Write out all of the data without omission, exactly as shown.

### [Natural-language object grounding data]
────────────────────────────────────────

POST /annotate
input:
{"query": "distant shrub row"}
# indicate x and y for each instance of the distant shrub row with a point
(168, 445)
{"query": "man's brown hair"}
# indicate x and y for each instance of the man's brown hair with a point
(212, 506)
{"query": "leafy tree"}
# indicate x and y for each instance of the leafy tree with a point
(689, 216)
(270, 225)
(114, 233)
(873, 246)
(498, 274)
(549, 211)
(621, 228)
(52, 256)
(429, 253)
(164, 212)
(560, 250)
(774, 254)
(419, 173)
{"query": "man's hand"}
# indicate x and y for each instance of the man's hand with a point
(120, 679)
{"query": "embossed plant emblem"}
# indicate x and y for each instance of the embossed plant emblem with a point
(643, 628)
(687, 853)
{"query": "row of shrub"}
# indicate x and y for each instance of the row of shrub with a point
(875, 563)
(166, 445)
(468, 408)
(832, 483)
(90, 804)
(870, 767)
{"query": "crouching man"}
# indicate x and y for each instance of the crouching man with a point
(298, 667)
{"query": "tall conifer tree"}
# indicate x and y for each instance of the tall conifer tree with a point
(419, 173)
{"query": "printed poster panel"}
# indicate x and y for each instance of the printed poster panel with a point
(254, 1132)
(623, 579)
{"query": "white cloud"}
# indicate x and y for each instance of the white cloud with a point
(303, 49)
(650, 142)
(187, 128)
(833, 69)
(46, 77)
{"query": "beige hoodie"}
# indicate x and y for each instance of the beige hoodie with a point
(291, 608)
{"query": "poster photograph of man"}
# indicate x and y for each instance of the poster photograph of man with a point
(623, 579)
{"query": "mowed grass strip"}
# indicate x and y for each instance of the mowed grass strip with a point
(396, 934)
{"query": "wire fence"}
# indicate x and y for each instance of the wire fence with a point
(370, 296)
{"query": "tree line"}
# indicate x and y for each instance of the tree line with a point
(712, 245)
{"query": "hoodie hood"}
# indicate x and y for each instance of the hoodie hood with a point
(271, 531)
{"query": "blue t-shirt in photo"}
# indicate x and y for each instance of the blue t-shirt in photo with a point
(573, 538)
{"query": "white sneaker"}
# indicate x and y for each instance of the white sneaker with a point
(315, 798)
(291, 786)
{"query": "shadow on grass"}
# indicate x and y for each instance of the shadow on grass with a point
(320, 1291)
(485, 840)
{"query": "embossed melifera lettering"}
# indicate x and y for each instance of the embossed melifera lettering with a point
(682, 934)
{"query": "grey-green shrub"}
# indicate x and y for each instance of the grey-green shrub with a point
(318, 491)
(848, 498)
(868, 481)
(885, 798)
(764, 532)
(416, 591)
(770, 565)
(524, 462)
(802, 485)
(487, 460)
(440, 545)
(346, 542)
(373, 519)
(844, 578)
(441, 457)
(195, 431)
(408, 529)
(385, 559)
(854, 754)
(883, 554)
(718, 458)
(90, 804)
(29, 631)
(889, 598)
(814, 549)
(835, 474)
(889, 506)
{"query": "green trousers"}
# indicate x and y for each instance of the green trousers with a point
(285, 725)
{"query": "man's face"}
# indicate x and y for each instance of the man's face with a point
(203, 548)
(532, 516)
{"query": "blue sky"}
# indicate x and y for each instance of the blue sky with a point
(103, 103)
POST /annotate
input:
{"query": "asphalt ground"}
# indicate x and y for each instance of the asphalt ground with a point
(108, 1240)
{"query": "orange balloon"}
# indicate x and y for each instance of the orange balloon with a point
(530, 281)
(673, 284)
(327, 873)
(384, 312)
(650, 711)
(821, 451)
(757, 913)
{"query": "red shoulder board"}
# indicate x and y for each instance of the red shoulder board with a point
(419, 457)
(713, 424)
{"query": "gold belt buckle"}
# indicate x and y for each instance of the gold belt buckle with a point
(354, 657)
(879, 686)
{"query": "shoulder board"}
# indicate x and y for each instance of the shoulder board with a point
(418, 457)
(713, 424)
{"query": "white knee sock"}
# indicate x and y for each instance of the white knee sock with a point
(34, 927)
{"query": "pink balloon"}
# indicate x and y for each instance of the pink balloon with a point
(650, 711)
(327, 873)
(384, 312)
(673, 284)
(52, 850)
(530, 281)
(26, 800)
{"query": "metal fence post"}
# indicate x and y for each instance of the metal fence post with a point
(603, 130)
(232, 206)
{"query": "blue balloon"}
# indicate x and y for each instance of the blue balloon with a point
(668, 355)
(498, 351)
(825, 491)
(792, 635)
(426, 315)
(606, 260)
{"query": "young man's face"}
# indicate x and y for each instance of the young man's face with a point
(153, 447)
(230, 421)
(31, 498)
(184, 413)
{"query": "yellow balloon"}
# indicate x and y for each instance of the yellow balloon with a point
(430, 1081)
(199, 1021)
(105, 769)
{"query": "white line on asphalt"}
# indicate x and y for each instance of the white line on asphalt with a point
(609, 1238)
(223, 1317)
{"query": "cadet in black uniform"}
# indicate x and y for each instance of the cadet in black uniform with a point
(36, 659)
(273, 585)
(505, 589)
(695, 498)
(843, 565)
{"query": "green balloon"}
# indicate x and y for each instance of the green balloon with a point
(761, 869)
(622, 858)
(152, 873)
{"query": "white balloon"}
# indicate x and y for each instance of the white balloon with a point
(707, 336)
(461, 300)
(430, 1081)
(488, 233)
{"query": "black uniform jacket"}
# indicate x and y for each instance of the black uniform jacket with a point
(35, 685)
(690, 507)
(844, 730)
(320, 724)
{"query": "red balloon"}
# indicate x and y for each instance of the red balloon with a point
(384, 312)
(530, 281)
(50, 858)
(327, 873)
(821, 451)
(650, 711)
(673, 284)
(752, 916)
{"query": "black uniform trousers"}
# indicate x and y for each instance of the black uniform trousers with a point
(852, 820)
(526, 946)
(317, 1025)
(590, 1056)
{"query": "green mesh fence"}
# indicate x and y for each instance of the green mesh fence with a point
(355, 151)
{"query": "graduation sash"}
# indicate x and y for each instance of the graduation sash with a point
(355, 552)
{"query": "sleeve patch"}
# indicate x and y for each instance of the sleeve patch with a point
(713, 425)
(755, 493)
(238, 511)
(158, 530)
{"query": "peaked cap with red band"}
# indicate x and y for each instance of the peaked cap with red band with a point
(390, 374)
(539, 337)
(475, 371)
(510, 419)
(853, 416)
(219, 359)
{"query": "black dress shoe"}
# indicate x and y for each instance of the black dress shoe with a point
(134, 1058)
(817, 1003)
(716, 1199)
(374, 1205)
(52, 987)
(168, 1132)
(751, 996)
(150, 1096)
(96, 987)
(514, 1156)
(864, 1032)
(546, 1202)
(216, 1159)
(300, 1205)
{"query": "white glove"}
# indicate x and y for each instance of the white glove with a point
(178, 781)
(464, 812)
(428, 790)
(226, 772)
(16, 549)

────────────────────────────────────────

### [TASK RESULT]
POST /annotate
input:
{"query": "distant shrub row"}
# indicate x and y for each instance of the distant shrub row with a point
(168, 445)
{"query": "man's brown hair"}
# indicate x and y for each instance of the man's brown hair with a point
(212, 506)
{"query": "leafy tree"}
# indicate x and y for each instance of the leafy tree with a point
(689, 216)
(270, 225)
(114, 233)
(873, 246)
(498, 274)
(549, 211)
(621, 228)
(52, 256)
(429, 253)
(164, 212)
(560, 250)
(774, 254)
(419, 173)
{"query": "man's hand"}
# indicate x and y for each instance of the man's hand with a point
(120, 679)
{"query": "embossed plant emblem"}
# indicate x and y for each instance of the embossed plant emblem with a point
(643, 628)
(687, 853)
{"query": "row of shrub"}
# indicate x and y for each instance of the row of shrub with a point
(875, 563)
(166, 445)
(468, 408)
(832, 483)
(90, 804)
(870, 767)
{"query": "crouching man"}
# indicate x and y for each instance of the crouching man with a point
(298, 667)
{"query": "tall conifer tree"}
# indicate x and y for each instance of the tall conifer tree with a point
(419, 173)
{"query": "printed poster panel"}
# indicate x and y for each instance of the printed poster panel with a point
(254, 1132)
(623, 579)
{"query": "white cloud"}
# indicate x and y for each instance of the white cloud with a point
(303, 49)
(650, 142)
(187, 128)
(833, 69)
(46, 77)
{"query": "beige hoodie"}
# indicate x and y for each instance of the beige hoodie with a point
(291, 608)
{"query": "poster photograph of man"}
# indicate x and y for each instance of the poster photograph of man with a point
(623, 579)
{"query": "mowed grass strip"}
# indicate x and y for each instance of the mowed grass strip with a point
(396, 934)
{"query": "wire fence"}
# indicate x and y for each instance of the wire fence with a point
(370, 296)
{"query": "tree line"}
# indicate x and y for each instance of the tree line with a point
(712, 245)
{"query": "hoodie hood"}
# indicate x and y for each instance of the hoodie hood with a point
(271, 531)
{"query": "blue t-shirt in photo"}
# indicate x and y for each instance of the blue t-shirt in photo with a point
(573, 538)
{"query": "white sneaker"}
# indicate x and y for each instance of the white sneaker with a point
(315, 798)
(291, 786)
{"query": "shadow on grass"}
# indicate x and y for each instance of the shadow on grass with a point
(320, 1291)
(485, 840)
{"query": "embossed melifera lettering"}
# indicate x and y for each instance of the embossed melifera lettering with a point
(682, 934)
{"query": "grey-green shrub"}
# indicate x and y for each instance of the grey-green shrub with a point
(318, 491)
(848, 498)
(868, 481)
(885, 798)
(764, 532)
(416, 591)
(770, 565)
(524, 462)
(802, 485)
(487, 460)
(440, 545)
(346, 542)
(373, 519)
(844, 578)
(441, 457)
(195, 431)
(408, 529)
(385, 559)
(854, 754)
(883, 554)
(718, 458)
(90, 804)
(29, 631)
(889, 598)
(814, 549)
(835, 474)
(889, 506)
{"query": "green trousers"}
# indicate x and y for each instance of the green trousers with a point
(285, 725)
{"query": "man's face"}
# indicate x and y for each instance of the man's face with a point
(203, 548)
(532, 516)
{"query": "blue sky"}
# indicate x and y for each instance of the blue sky with a point
(103, 103)
POST /annotate
input:
{"query": "asphalt ground"}
# indicate x and y for each instance of the asphalt ground with a point
(108, 1240)
{"query": "orange balloon"}
# indicate x and y for each instance of the orange balloon with a point
(530, 281)
(673, 284)
(327, 873)
(384, 312)
(650, 711)
(821, 451)
(757, 913)
{"query": "red shoulder board"}
# indicate x and y for each instance of the red shoulder board with a point
(419, 457)
(713, 424)
{"query": "gold belt buckle"}
# indicate x and y for each instance of the gold belt buckle with a point
(354, 657)
(879, 686)
{"query": "shoulder board"}
# indicate x and y for each instance of the shoulder board with a point
(418, 457)
(713, 424)
{"query": "white knee sock"}
# indicate x and y for each instance of the white knee sock with a point
(34, 927)
{"query": "pink balloon"}
# indicate x and y for each instance of the pink balloon with a point
(650, 711)
(327, 873)
(384, 312)
(673, 284)
(52, 850)
(530, 281)
(26, 800)
{"query": "metal fence post"}
# indicate x and y for each instance of the metal fence post with a point
(603, 130)
(232, 206)
{"query": "blue balloon"}
# indicate x and y for each instance of the blue balloon with a point
(668, 355)
(498, 351)
(825, 491)
(792, 635)
(426, 315)
(606, 260)
{"query": "young man's face"}
# indicate x and y for each instance of the young man's face with a point
(153, 447)
(230, 421)
(31, 498)
(184, 413)
{"query": "yellow balloon"}
# indicate x and y for each instance of the yellow balloon with a point
(430, 1081)
(199, 1021)
(105, 769)
{"query": "white line on asphalt"}
# indicate x and y for each instance of the white line on asphalt with a point
(609, 1238)
(223, 1317)
{"query": "cadet in black uniform"}
# indicate x and y for each instance of the cadet in black uniform with a point
(36, 659)
(273, 585)
(505, 589)
(695, 498)
(843, 565)
{"query": "green balloon"}
# indicate x and y for each instance of the green balloon with a point
(761, 869)
(622, 858)
(152, 873)
{"query": "white balloon"}
# indicate x and y for each instance of the white balloon with a point
(707, 336)
(461, 300)
(430, 1081)
(488, 233)
{"query": "black uniform jacket"}
# indicate x and y for each instance of the black uniform jacket with a point
(35, 685)
(690, 507)
(844, 730)
(320, 724)
{"query": "red balloon"}
# indicate x and y for each instance of the red balloon with a point
(384, 312)
(530, 281)
(50, 858)
(327, 873)
(821, 451)
(650, 711)
(673, 284)
(752, 916)
{"query": "black uniform trousers"}
# indicate x and y for each instance of the black uniform trousers with a point
(852, 820)
(526, 946)
(317, 1025)
(590, 1056)
{"query": "green mesh fence"}
# indicate x and y for each instance of the green mesh fence with a point
(355, 151)
{"query": "graduation sash"}
# indicate x and y for each instance of the graduation sash with a point
(355, 552)
{"query": "sleeve patch"}
# indicate x and y for each instance of the sleeve patch with a point
(713, 425)
(755, 493)
(238, 511)
(158, 530)
{"query": "peaked cap with red band"}
# indicate x and y for each instance of the peaked cap with red band with a point
(390, 374)
(539, 337)
(475, 371)
(510, 419)
(853, 416)
(219, 359)
{"query": "black dress shoe"}
# indicate x and y for each instance of the black dress shoe with a point
(134, 1058)
(817, 1003)
(716, 1199)
(374, 1205)
(52, 987)
(168, 1132)
(751, 996)
(150, 1096)
(96, 987)
(514, 1156)
(864, 1032)
(546, 1202)
(216, 1159)
(300, 1205)
{"query": "white glove"}
# indicate x and y for each instance of the white glove with a point
(178, 781)
(464, 812)
(428, 790)
(226, 772)
(16, 549)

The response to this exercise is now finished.